Una de las sensaciones más bonitas que experimenté de pequeña fue el salto de trampolín. Recuerdo subir por la escalera y situarme allí, en el borde de la tabla con una ilusión y felicidad a un paso de sentirme como un ave. Si bien la vida no deja de premiarme de manera constante con nuevas ilusiones y experiencias maravillosas, por algún motivo malévolo me las quita con la misma facilidad. Es como si me hubiesen destinado a esta existencia para aprender a perder y perderme, morir y resucitar.
Aquel maldito día me distrajeron los compañeros, perdí la concentración y di mi último salto al agua. La recuperación fue milagrosa ante el asombro de los médicos y entrenadores, pero no volví a saltar. Lo que nunca me imaginé hasta dónde aquella experiencia imborrable del salto de trampolín iba a influir en mi vida.
No tolero las situaciones que me hacen sentir como si estuviera en el borde sin poder saltar. Dejé varios empleos donde no me dejaron crecer, dejé los proyectos cuya trayectoria era un suicidio, dejé a las personas que no me dejaban abrir las alas. En el momento que tomaba conciencia de no poder dar el último paso y sentir como los dedos se despegan de la superficie firme y la libertad del vuelo te lleva a la cima de la felicidad, daba el paso atrás y abandonaba la situación, la cual de perpetuarse, terminaría frustrándome.
Y aquí estoy, en el borde del trampolín que nuevamente tengo que abandonar. Iba a ser un vuelo de dos, pero nunca llegaste a la altura.

## Ítems proporcionados

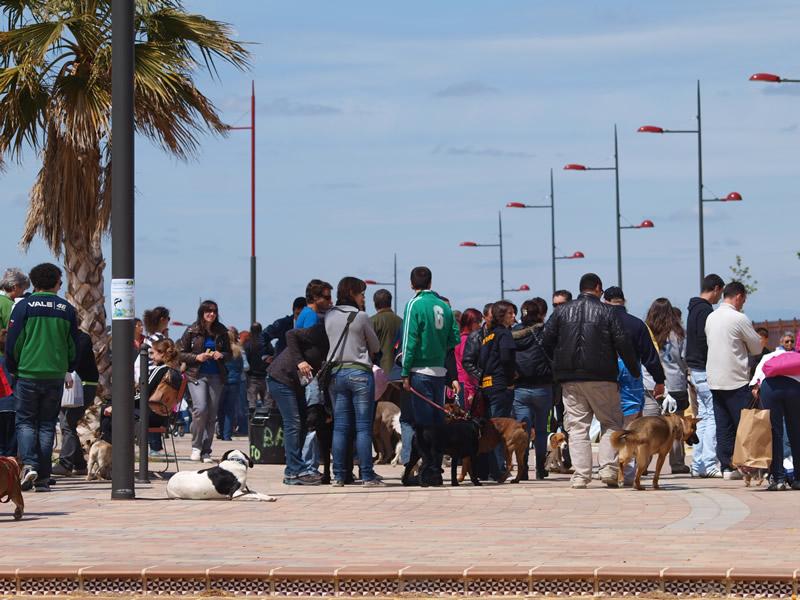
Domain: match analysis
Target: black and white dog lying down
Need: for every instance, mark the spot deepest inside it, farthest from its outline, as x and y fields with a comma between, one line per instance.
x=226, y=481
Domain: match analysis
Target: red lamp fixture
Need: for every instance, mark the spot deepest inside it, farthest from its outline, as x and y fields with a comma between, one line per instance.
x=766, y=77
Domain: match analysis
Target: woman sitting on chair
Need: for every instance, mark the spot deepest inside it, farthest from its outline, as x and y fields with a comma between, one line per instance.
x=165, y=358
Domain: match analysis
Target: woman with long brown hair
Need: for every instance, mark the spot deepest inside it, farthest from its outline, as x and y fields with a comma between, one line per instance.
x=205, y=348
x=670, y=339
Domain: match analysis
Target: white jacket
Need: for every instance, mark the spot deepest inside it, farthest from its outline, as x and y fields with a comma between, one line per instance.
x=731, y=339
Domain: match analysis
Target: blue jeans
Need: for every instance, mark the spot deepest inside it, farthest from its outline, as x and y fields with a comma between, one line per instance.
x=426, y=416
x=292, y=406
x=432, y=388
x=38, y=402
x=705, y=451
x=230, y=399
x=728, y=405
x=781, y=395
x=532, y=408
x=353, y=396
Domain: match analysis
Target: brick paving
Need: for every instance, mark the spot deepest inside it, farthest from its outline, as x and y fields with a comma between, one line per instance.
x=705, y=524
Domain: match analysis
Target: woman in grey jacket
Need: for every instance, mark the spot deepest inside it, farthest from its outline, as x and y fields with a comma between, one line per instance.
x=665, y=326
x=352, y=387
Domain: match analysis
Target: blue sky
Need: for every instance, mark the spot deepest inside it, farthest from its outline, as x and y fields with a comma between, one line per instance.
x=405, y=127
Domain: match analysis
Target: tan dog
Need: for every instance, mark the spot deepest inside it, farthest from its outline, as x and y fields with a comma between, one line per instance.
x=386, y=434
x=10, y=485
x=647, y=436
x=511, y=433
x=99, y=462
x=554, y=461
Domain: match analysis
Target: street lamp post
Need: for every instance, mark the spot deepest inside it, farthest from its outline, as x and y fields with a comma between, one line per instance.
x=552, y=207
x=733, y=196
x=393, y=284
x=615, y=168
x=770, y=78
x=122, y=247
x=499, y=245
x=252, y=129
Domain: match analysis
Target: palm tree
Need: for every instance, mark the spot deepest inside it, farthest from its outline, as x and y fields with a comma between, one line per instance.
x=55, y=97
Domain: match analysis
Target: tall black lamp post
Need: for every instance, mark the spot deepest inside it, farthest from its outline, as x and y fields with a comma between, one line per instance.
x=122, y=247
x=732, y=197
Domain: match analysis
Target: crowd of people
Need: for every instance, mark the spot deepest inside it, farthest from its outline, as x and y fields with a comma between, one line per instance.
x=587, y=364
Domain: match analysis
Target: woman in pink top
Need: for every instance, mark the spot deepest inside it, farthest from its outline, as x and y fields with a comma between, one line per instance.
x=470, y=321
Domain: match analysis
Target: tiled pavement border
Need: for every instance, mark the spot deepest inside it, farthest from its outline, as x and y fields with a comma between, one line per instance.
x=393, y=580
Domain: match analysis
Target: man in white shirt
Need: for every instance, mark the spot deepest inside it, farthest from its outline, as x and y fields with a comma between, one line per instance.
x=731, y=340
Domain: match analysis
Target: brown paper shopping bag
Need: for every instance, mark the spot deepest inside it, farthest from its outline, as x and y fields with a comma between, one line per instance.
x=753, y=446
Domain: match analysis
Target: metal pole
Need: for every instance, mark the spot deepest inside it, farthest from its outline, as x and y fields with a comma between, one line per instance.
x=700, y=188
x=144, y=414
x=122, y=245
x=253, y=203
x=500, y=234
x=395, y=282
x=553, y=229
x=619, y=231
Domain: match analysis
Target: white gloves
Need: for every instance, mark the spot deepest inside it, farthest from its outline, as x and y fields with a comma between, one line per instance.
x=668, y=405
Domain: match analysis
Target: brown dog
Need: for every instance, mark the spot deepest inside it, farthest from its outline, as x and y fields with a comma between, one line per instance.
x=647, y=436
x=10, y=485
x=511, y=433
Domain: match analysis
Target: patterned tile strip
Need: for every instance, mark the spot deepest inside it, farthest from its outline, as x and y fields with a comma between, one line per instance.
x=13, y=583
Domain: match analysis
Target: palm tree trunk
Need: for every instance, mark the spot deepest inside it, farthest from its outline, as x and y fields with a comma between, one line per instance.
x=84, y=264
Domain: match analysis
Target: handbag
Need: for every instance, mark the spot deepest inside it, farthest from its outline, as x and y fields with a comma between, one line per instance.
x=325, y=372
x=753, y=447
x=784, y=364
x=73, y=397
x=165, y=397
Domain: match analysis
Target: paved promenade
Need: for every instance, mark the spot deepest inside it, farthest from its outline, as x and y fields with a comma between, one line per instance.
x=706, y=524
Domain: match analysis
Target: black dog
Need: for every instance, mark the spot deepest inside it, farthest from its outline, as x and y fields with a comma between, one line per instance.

## Objetivo de la tarea
Según el fragmento, ¿por qué quien narra dejó varios empleos, proyectos y personas? Responde en una a tres oraciones. Los ítems forman un material independiente del fragmento.

## Solución propuesta
Quien narra no tolera las situaciones que dan la sensación de estar en el borde sin poder saltar, como empleos donde no había crecimiento, proyectos cuya trayectoria era un suicidio y personas que no dejaban abrir las alas. Al tomar conciencia de no poder dar el último paso, daba el paso atrás y abandonaba la situación. Lo hacía porque, si se perpetuaba, esa situación terminaría en frustración.